Short task: Repeat the full listing, word for word.

Extracted material:
[start]

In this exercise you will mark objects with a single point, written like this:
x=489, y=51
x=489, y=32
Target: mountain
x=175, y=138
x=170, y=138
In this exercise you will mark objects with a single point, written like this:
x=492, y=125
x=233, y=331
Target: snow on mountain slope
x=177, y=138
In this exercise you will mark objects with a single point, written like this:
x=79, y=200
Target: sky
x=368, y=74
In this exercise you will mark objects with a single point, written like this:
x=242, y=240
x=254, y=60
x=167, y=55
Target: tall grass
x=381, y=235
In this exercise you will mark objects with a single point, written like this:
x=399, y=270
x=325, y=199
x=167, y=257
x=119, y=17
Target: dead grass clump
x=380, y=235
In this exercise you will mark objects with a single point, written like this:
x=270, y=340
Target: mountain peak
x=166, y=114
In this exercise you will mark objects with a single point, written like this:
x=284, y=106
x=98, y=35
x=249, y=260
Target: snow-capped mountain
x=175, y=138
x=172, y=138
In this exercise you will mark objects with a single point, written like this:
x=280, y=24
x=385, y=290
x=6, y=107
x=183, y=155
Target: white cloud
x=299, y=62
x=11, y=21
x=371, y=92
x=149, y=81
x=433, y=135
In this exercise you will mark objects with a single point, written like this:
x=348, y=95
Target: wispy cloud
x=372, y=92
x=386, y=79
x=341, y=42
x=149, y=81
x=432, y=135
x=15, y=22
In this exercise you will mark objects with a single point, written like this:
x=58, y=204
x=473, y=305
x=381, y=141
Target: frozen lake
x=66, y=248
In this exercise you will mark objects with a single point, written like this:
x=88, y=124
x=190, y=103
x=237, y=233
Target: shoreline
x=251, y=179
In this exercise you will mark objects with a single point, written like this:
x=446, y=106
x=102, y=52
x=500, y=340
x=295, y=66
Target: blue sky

[end]

Result of this task:
In this exercise you will mark objects with a single point, written like this:
x=489, y=51
x=489, y=32
Target: mountain
x=175, y=138
x=170, y=138
In this exercise you will mark objects with a single point, written like this:
x=492, y=125
x=233, y=331
Target: snow on mountain slope
x=177, y=138
In this exercise you will mark objects with a single point, written like this:
x=79, y=200
Target: sky
x=368, y=74
In this exercise you will mark objects with a single point, written like this:
x=242, y=240
x=254, y=60
x=167, y=55
Target: tall grass
x=381, y=235
In this exercise you will mark objects with a single point, written like this:
x=399, y=270
x=325, y=199
x=167, y=257
x=119, y=17
Target: dead grass clump
x=380, y=235
In this exercise you will mark objects with a single point, written like this:
x=270, y=340
Target: mountain peak
x=166, y=114
In this exercise you will mark objects with a single point, written like this:
x=284, y=106
x=98, y=35
x=249, y=260
Target: snow-capped mountain
x=175, y=138
x=172, y=138
In this exercise you will mark objects with a single point, written like this:
x=280, y=24
x=385, y=290
x=6, y=107
x=183, y=155
Target: white cloud
x=299, y=62
x=11, y=21
x=371, y=92
x=149, y=81
x=433, y=135
In this exercise you will mark objects with a single point, written like this:
x=348, y=95
Target: wispy cloud
x=372, y=92
x=386, y=79
x=341, y=42
x=149, y=81
x=432, y=135
x=15, y=22
In this exercise you will mark objects with a single point, written like this:
x=58, y=204
x=473, y=305
x=381, y=141
Target: frozen lake
x=66, y=248
In this exercise you will mark objects with a single point, written like this:
x=88, y=124
x=190, y=103
x=237, y=233
Target: shoreline
x=251, y=179
In this exercise you will mark objects with a single point, written like this:
x=446, y=106
x=102, y=52
x=500, y=340
x=295, y=66
Target: blue sky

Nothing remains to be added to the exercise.